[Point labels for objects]
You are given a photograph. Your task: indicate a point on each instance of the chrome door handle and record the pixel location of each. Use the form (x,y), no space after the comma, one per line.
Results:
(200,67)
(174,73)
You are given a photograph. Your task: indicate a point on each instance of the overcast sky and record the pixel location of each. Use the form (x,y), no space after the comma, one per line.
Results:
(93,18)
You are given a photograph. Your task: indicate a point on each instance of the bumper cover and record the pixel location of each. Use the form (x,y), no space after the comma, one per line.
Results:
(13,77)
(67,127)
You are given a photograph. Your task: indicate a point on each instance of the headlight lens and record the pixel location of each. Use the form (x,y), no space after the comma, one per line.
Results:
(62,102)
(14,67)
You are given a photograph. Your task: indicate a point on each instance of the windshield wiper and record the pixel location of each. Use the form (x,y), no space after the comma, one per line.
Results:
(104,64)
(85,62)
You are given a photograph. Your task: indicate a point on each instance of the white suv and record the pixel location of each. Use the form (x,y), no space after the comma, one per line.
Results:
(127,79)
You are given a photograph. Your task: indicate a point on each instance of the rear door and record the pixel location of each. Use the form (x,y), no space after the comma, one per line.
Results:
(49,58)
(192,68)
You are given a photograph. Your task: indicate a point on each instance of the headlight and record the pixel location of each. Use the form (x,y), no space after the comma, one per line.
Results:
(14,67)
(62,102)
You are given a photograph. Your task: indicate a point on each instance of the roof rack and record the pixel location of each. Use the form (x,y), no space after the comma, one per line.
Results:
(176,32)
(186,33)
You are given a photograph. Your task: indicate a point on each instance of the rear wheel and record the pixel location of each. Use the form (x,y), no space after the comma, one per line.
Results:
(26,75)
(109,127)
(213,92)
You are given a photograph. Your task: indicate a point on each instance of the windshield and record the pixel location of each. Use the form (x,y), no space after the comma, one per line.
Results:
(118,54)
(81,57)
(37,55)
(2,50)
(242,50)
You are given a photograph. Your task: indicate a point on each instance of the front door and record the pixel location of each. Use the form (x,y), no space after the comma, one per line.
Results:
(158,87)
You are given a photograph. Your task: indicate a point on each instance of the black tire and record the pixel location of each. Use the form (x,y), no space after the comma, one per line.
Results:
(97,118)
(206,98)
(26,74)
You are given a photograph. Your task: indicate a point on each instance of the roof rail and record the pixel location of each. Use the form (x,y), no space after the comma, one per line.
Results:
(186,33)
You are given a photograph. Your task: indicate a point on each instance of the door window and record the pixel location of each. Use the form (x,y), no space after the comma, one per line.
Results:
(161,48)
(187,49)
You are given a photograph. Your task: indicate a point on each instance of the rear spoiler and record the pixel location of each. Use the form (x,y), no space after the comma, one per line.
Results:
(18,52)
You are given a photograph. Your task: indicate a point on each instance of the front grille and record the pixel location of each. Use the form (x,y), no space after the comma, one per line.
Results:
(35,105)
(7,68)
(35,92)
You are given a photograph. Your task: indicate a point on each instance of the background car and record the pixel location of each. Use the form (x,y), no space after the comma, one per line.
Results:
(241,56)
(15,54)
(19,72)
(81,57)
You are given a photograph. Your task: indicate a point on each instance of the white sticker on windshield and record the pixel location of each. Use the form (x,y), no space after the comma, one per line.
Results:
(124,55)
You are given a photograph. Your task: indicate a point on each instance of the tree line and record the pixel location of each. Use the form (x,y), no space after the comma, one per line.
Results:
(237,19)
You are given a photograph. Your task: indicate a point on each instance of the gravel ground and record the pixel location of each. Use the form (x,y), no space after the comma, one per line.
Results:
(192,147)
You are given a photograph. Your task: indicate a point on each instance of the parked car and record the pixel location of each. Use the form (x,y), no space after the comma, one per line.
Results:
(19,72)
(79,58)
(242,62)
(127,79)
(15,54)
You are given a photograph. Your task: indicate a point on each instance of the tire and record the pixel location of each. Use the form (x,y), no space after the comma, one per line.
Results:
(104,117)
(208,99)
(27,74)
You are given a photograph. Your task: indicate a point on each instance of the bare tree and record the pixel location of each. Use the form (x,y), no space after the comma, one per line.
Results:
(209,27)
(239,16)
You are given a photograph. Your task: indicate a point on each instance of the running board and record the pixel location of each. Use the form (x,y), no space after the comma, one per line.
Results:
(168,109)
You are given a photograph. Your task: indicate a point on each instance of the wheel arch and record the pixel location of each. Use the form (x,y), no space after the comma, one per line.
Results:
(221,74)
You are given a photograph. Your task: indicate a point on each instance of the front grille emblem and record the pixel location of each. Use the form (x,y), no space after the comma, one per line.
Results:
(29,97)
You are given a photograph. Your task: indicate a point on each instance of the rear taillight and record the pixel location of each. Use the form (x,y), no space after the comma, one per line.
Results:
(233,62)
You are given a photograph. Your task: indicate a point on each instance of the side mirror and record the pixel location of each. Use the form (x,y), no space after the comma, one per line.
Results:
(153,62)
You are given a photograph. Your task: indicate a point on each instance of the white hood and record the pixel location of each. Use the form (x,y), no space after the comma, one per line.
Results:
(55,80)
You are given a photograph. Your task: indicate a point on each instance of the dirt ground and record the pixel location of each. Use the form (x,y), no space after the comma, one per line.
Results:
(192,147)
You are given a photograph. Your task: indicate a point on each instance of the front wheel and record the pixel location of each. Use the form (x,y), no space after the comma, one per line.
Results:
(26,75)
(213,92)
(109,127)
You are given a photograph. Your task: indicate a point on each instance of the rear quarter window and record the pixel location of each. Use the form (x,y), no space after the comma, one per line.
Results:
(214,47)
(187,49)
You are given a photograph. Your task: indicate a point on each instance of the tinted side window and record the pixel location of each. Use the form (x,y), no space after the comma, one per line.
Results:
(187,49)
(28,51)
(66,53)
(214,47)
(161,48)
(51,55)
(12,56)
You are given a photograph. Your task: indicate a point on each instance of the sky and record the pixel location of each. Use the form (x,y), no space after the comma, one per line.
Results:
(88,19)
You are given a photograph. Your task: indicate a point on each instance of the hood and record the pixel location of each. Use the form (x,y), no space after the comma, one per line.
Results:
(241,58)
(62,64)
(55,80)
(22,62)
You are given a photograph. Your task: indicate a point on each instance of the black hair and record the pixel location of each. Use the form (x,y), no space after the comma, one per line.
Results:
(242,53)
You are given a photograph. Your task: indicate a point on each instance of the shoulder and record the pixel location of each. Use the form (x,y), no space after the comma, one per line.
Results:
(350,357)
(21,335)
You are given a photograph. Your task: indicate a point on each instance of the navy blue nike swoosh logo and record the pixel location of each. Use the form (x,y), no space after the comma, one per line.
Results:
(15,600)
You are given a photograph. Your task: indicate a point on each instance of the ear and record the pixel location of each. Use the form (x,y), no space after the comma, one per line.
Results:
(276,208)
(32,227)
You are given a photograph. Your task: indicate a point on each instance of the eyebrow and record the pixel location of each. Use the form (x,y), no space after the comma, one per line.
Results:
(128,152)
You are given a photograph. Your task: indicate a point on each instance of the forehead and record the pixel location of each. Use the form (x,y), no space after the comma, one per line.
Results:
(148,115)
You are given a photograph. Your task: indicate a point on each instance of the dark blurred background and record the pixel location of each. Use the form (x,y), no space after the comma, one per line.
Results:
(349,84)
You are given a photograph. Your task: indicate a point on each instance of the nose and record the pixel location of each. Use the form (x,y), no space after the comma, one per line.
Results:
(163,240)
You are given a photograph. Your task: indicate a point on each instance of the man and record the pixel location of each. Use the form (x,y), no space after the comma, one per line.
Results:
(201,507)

**Written instruction**
Repeat all of the data above word for word, with no changes.

**Task result**
You are given a photograph. Your task: indicate a point on each instance of the chrome door handle and record the pixel location of each. Use the form (x,y), no space after the comma, one per line.
Results:
(200,67)
(174,73)
You are given a photograph. Your task: indicate a point on each instance of the overcast sky and record the pixel location of each. Use the form (x,y), no space after the comma, one per line.
Results:
(93,18)
You are given a photograph. Your task: indicate a point on each instance of the bumper cover and record the pixel location of each. Use the form (x,y), no space after the comma, one per line.
Results:
(13,77)
(67,127)
You are given a photograph. Your task: indicate a point on each instance of the headlight lens and record the pixel location of each. Use the form (x,y), no space after the comma, one per line.
Results:
(62,102)
(14,67)
You are given a photograph. Your task: indicate a point on each instance of the windshield wiper and record the pixel location of each. Use the form (x,y), no space after the comma, one per line.
Results:
(104,64)
(85,62)
You are given a photograph. Your task: indicate a point on each instance of the white suv and record the pixel location of each. Use the form (x,y), no space after the comma, one per line.
Results:
(127,79)
You are given a photograph. Your task: indicate a point on each instance of the rear door and record the pixel location of each. Use the form (x,y), no space after the comma, one per line.
Results:
(49,58)
(192,68)
You are given a photograph. Your task: indicate a point on each instance of the headlight and record the pixel location of each. Use the form (x,y), no space after the comma, one per line.
Results:
(14,67)
(62,102)
You are given a photograph. Your task: indicate a point on each instance of the roof rack and record the pixel location of each. Use the form (x,y), no space after the comma, one per line.
Results:
(176,32)
(186,33)
You are given a photograph. Your task: indicate a point on each instance of the rear wheel and record the pixel location of each. Use the form (x,y), no space after the comma, one per line.
Results:
(26,75)
(109,127)
(213,92)
You are given a photograph. Your task: indicate a point on each instance of the windshield and record the pixel location of each. Use the form (x,y), no space after the comma, one per line.
Results:
(118,54)
(81,57)
(37,55)
(2,50)
(242,50)
You are given a photograph. Your task: indicate a point on each instance of the front door and record the pixel location of each. Use the form (x,y), no space after the comma, one per line.
Results:
(158,87)
You are given a photograph. Your task: indicate a point on each instance of the black tire and record the pixel location of each. Use the form (x,y), no space after the comma, one per line.
Results:
(97,118)
(206,98)
(26,74)
You are given a photograph. Your task: indicate a point on each instance of the roof rail and record the pixel location of each. Use the form (x,y), no space after the comma, one per line.
Results:
(186,33)
You are given a photograph. Your task: indicate a point on each instance of the door window and record the pixel location of each. Use the form (x,y), no space after the comma, one per line.
Results:
(161,48)
(187,49)
You are given a photograph. Your task: indicate a point on each instance of the rear spoiler and record the pixel location of each. Use the form (x,y), no space after the comma, one per line.
Results:
(18,52)
You are given a photograph. Your task: indicate a point on each instance of the front grille and record the pixel location of each. Use the form (x,y), no space after the comma, one per line.
Results:
(35,105)
(7,68)
(35,92)
You are given a photograph. Your task: indicate a point on each instance of the background car and record the pixel location of each. Use the form (x,y), no space after the comma, one per line.
Results:
(241,56)
(15,54)
(19,72)
(81,57)
You are given a photograph. Your task: indicate a point on each instance of the white sticker on windshield and record the pixel location of each. Use the form (x,y), no space after the comma, one per line.
Results:
(124,55)
You are given a photograph. Your task: indicate a point on each instance of the tree line and record the pixel location of each. Use the form (x,y), no space after the comma, one per line.
Results:
(237,19)
You are given a photograph. Your task: indicate a point on each instance of the gravel ground and record the pixel location of each. Use the form (x,y), no space after the comma, one per line.
Results:
(192,147)
You are given a photograph. Your task: indicate a point on each instance of the parked car and record the pixel location of each. Use the form (x,y), no space after the comma, one per line.
Results:
(19,72)
(79,58)
(242,62)
(127,79)
(15,54)
You are given a photograph. Your task: indicate a point on each instance of the tire and record the pixel location of each. Use the form (x,y), no space after the comma, one per line.
Results:
(104,117)
(208,99)
(27,74)
You are given a photograph. Your task: indicate a point on each instance of the bare tree and record the pixel location of each. Use the form (x,y), no space after the comma, one per line.
Results:
(209,27)
(239,16)
You are given a photograph. Your task: indicate a point on each instance of the running board and record the pixel location of each. Use the form (x,y), no space after the comma, one per line.
Results:
(168,109)
You are given a photograph. Your task: indicate a point on each instance of the wheel arch and record the pixel location of each. Use the form (x,y), no space after the comma, one per line.
Results:
(221,74)
You are given a photograph. Your task: indicate a point on each instance of the front grille emblem and record the pixel location of each. Use the form (x,y), no space after the comma, one per line.
Results:
(29,97)
You are given a photograph. Your task: indicate a point on each instance of the rear taillight and record the pixel location of each. Use the form (x,y), no space after the comma, one per line.
Results:
(233,62)
You are given a photograph. Your task: indicate a point on each instance of the side mirror and record the pixel location of each. Use the form (x,y), no space after the comma, one per line.
Results:
(153,62)
You are given a photograph. Your task: indicate a point on each instance of the white hood and record the pixel location of each. Use the form (x,y), no space after the comma, one per line.
Results:
(55,80)
You are given a photograph. Your task: indicate a point on each instance of the dirt ground and record the pixel location of each. Use the form (x,y), no space after the comma, one per line.
Results:
(192,147)
You are given a photograph. Your task: indicate a point on each instance of the front wheel and record the pixel location of each. Use the form (x,y), no space after the comma, one per line.
Results:
(26,75)
(213,92)
(109,127)
You are given a photograph. Your task: indicate a point on each instance of the rear quarter window and record the pixel location of each. Use the form (x,y), no space after the comma, one per line.
Results:
(214,47)
(187,49)
You are given a photograph. Your task: indicate a point on each instance of the tinted side window and record the pixel location of each. Use the form (x,y), no space after the comma, one per line.
Results:
(187,49)
(28,51)
(66,53)
(214,47)
(161,48)
(51,55)
(12,56)
You are given a photograph. Your task: indicate a point on each instance of the sky and record the pixel location of each. Use the form (x,y), no space after the comma, one per line.
Results:
(88,19)
You are given a photograph. Your task: indicate a point on each instance of the hood and record the pixel location of each. Use the form (x,y), no space after the comma, one per line.
Results:
(241,58)
(62,64)
(55,80)
(22,62)
You are given a photograph. Your task: indicate a point on each instance of the black hair and record the pixel location of each. Use the form (x,y), no space after the comma, one per line.
Results:
(242,53)
You are given a photograph. Your task: indicate a point on each instance of the shoulder and record the pixel location of each. Use the form (x,y), no space after the comma, one per line.
Results:
(350,357)
(21,335)
You are given a photograph. Your task: indicate a point on each instance of the navy blue nike swoosh logo and record the pixel location of each. Use the form (x,y), no space after the comma, one per line.
Results:
(15,600)
You are given a photograph. Your task: indicate a point on each instance of the ear and record the pixel location of each. Use the form (x,y), no space after the comma, one per line.
Results:
(276,208)
(32,227)
You are given a photograph. Your task: indicate a point on each instance of the eyebrow and record the pixel location of each. Use the form (x,y), no space after the comma, one per line.
Results:
(128,152)
You are given a photograph. Your task: indicate a point on each instance of the forehead and record the pixel location of each. Use the form (x,y), no space after the comma, one per line.
Results:
(148,115)
You are given a photograph. Your task: indicate a point on each instance of the dark blurred background and record the pixel location of each. Use the form (x,y), no space after the comma, one per line.
Results:
(349,84)
You are given a photograph. Your task: indicate a point on each instance of the nose and record the pixel location of each. Use the form (x,y), no space after the comma, one per line.
Results:
(163,240)
You are given a photograph. Your task: indicate a point on each instance of the man and record the pixel location of each. Use the form (x,y), no space after the comma, one per line.
Results:
(201,507)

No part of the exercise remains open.